### [What is needed]
Resume the piece on Portugal's corporate tax system, continuing after its final sentence.

Portugal’s corporate tax system is a significant barrier to investment and economic growth. According to the International Tax Competitiveness Index 2023, Portugal ranks second to last due to its high top corporate tax rate of 31.5 percent and the complexity introduced by its top-up taxes and corporate incentives. This puts Portugal’s corporate tax rate 8 percentage points above the OECD average of 23.6 percent. If Colombia’s recent plan to reduce its corporate income tax rate from 35 to 30 percent is adopted, Portugal would have the highest corporate rate in the OECD.
Portugal’s system of progressive top-up taxes and various incentives cause considerable structural problems and distortions. The municipal top-up tax of up to 1.5 percent and the general top-up tax employ a progressive structure with three different rates on taxable income, before the deduction of any carried forward losses. This progressive structure discourages productivity-enhancing mergers and acquisitions, as combining the merging companies’ income shifts them into higher tax brackets.
Portugal’s top-up taxes make up to 10.5 percentage points of the corporate tax rate unavailable for loss offsets, in addition to the restriction of loss carryforwards to 65 percent of taxable income. This disproportionately deters investment projects with long time horizons and variable income profiles. For example, pharmaceutical companies typically undergo lengthy periods of research and development investment before reaping the financial rewards from their products. Restrictions on firms’ ability to carry forward losses lead to these investments being taxed at higher rates.

### [Data supplied]
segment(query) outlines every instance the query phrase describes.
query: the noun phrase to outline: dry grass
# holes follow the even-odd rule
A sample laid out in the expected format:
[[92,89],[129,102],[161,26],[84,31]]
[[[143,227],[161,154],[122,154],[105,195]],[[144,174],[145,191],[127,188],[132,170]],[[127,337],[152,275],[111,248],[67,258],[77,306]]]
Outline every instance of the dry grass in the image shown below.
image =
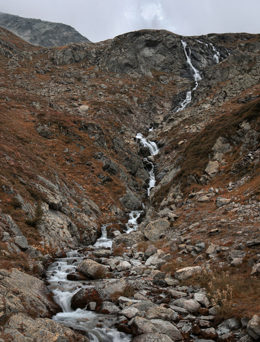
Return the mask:
[[251,277],[248,268],[245,265],[238,273],[230,267],[228,270],[216,268],[212,272],[204,271],[182,284],[199,284],[205,288],[211,304],[220,306],[219,318],[245,316],[250,318],[260,312],[260,287],[259,278]]
[[110,298],[113,302],[116,302],[119,297],[122,296],[130,298],[134,294],[134,290],[132,285],[126,285],[122,291],[116,291],[110,295]]
[[125,247],[122,245],[115,247],[113,250],[113,255],[114,256],[122,256],[126,250]]

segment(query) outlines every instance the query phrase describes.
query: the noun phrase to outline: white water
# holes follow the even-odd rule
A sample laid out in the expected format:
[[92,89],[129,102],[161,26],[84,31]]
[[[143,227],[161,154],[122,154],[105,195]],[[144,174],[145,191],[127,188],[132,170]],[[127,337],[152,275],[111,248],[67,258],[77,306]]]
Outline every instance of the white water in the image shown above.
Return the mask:
[[143,212],[143,210],[133,210],[128,214],[130,218],[128,221],[126,225],[127,228],[126,233],[129,234],[133,231],[136,231],[138,225],[137,220],[140,217],[140,215]]
[[[197,70],[197,69],[194,68],[192,65],[192,63],[191,62],[191,49],[188,47],[187,48],[188,49],[189,51],[188,55],[188,54],[187,53],[187,50],[186,50],[186,48],[187,47],[187,43],[185,42],[184,42],[183,40],[182,40],[181,43],[182,44],[182,46],[183,47],[184,52],[185,53],[185,55],[186,55],[186,58],[187,58],[187,63],[190,66],[191,71],[193,75],[194,81],[197,82],[198,81],[200,81],[200,80],[202,79],[202,77],[201,76],[201,74],[198,70]],[[196,87],[196,88],[197,87]]]
[[[63,310],[53,316],[52,319],[74,329],[87,332],[90,340],[93,342],[129,342],[131,336],[118,331],[114,328],[113,315],[79,308],[74,311],[71,308],[70,301],[75,293],[81,288],[93,287],[85,285],[81,281],[67,280],[67,274],[75,271],[77,265],[84,256],[77,251],[72,251],[67,253],[67,256],[54,259],[46,272],[51,284],[49,287],[54,295],[54,299]],[[97,327],[97,325],[100,326],[101,322],[102,327]]]
[[215,48],[214,46],[213,46],[213,45],[212,43],[210,43],[209,45],[212,48],[212,50],[214,52],[216,52],[216,54],[213,56],[213,60],[216,62],[216,63],[219,63],[219,58],[220,58],[220,54],[219,51],[217,51]]
[[[141,133],[138,133],[135,136],[135,137],[138,139],[140,139],[140,142],[143,146],[145,147],[147,147],[149,149],[150,153],[152,156],[154,156],[157,154],[159,151],[159,148],[157,147],[156,144],[153,141],[148,141],[145,139],[144,136]],[[152,169],[150,171],[148,171],[149,174],[149,182],[148,185],[148,188],[147,189],[147,196],[150,196],[150,190],[152,188],[154,188],[155,186],[155,176],[154,174],[154,166],[153,164],[151,162],[148,161],[146,158],[144,158],[144,160],[147,162],[150,163],[152,165]]]
[[140,142],[145,147],[148,147],[151,154],[151,155],[154,156],[159,152],[159,148],[157,147],[156,144],[153,141],[148,141],[145,138],[144,136],[141,133],[138,133],[135,136],[137,139],[140,139]]
[[106,230],[107,226],[107,225],[106,224],[101,227],[102,235],[93,245],[94,247],[100,247],[101,246],[103,247],[112,247],[113,239],[107,238],[107,232]]

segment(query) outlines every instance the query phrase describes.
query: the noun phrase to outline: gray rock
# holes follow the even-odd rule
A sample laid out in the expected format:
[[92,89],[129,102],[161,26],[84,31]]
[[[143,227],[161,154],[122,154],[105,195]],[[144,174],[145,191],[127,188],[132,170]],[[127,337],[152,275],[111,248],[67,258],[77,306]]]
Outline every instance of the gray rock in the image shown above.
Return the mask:
[[172,342],[172,340],[164,334],[144,334],[131,340],[130,342]]
[[202,271],[199,266],[185,267],[177,271],[174,273],[174,277],[177,279],[184,280],[191,278],[194,274],[201,273]]
[[14,238],[14,242],[23,249],[29,248],[28,241],[25,236],[16,236]]
[[141,231],[150,241],[158,240],[160,236],[170,227],[170,223],[166,219],[159,219],[153,221],[143,228]]
[[78,264],[76,268],[90,279],[98,279],[104,278],[107,274],[107,268],[104,265],[91,259],[83,260]]
[[239,329],[240,322],[236,318],[230,318],[222,322],[218,327],[217,332],[219,336],[227,334],[233,330]]
[[258,275],[259,274],[260,274],[260,263],[256,264],[253,266],[250,275],[256,276]]
[[254,315],[247,323],[246,329],[249,334],[253,339],[260,339],[260,317]]
[[170,322],[157,319],[151,319],[150,321],[160,332],[169,336],[173,341],[178,341],[182,339],[178,329]]

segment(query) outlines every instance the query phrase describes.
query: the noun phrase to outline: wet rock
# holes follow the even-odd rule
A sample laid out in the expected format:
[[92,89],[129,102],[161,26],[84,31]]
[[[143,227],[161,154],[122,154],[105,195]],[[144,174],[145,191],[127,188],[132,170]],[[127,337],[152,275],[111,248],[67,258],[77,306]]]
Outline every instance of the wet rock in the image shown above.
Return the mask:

### [Answer below]
Portugal’s non-neutral tax incentives such as its patent box and R&D tax credits also distort economic decision-making. The patent box regime gives an 85 percent tax exemption to income derived from the use of various forms of intellectual property. Its R&D tax credits apply an implicit subsidy rate of 35 percent to qualifying expenses, a reduction in tax liability that is independent of the marginal tax rate. Preferential tax treatment creates incentives to engage in tax planning by assigning income to intangible assets and focus on tax-advantaged expenses rather than those with the highest payoff.
In summary, Portugal’s corporate tax system has considerable structural weaknesses that make it internationally uncompetitive for investment. Policymakers should consolidate its progressive and distortive corporate income tax schedule into a single corporate rate more closely aligned with the OECD average, allow companies to carry forward a larger share of their past losses against the entire corporate tax base, and discard preferential tax incentives in favor of better cost recovery for all types of investment. If policymakers are willing to pursue bold reform, Portugal has the opportunity to achieve sustainable economic growth by emulating the simpler, more neutral, distribution-based system that excludes retained and reinvested profits from taxation.